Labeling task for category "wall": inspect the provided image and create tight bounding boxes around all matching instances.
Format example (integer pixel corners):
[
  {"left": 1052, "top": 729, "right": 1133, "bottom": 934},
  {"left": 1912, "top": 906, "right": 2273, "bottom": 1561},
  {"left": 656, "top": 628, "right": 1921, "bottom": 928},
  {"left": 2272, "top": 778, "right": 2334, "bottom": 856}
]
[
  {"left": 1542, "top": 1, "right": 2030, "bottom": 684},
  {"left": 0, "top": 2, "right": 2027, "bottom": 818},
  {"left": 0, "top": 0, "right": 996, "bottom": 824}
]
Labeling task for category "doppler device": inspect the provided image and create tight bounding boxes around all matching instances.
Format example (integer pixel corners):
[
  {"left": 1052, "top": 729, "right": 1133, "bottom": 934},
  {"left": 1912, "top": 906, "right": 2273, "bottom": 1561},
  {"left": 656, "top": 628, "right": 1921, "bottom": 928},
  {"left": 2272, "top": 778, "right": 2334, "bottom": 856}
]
########
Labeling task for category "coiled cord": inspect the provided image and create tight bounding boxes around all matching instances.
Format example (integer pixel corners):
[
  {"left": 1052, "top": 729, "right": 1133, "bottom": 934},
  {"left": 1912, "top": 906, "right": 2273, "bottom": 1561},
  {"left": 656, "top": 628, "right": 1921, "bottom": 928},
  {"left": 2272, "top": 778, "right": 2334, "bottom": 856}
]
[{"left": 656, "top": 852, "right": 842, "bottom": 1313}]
########
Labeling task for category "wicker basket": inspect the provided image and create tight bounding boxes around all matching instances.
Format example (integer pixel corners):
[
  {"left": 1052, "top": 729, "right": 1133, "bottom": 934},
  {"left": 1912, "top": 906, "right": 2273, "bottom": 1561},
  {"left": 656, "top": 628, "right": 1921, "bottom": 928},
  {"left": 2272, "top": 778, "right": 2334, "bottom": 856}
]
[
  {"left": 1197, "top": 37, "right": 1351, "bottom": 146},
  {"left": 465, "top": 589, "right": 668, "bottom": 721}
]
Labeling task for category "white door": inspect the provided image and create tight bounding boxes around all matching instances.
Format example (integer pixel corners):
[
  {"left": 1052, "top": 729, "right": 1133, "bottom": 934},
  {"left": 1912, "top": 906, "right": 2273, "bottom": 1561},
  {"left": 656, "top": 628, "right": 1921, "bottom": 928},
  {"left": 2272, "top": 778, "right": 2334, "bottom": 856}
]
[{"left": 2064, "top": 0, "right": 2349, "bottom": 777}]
########
-- Exercise instructions --
Lines holding "task" are the ones to copy; find all of them in the listing.

-- Written solution --
Labeling task for category "wall": inspect the provided image and create tight bounding boxes around all matching instances.
Labeling task for category "doppler device": inspect the provided image and create tight bounding boxes around all matching instances.
Labeling task for category "coiled cord": inspect the provided image and create tight bounding boxes around all matching instances.
Labeling task for category "wicker basket": inspect the provided image and create tight bounding boxes around all matching instances.
Labeling task for category "white door": inspect the provided image and create tight bounding boxes around all matching instances.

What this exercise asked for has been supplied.